Task details.
Copy every line of the records below word for word, leaving out the pictures.

-=-=-

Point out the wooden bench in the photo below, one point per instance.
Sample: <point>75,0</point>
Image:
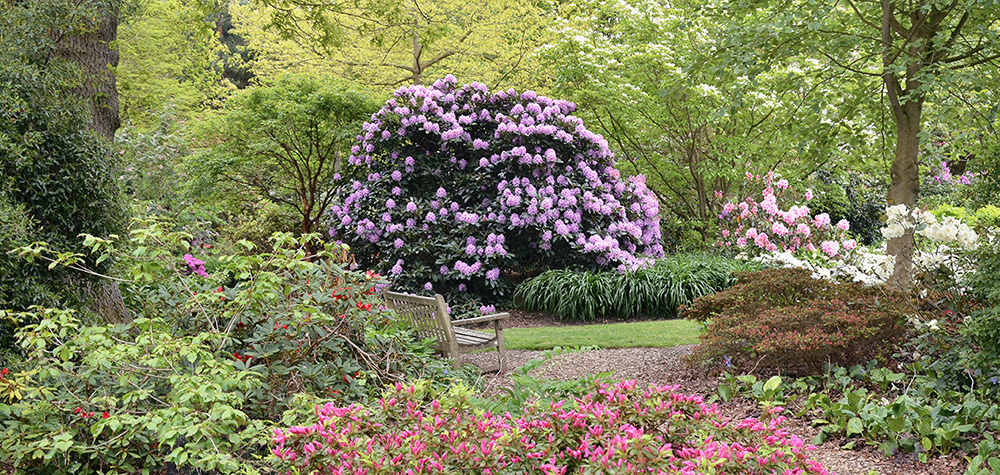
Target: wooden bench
<point>429,317</point>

-=-=-

Exercise result.
Point out the wooden bench in the photo below, one point per instance.
Sample: <point>75,0</point>
Image:
Target: wooden bench
<point>429,317</point>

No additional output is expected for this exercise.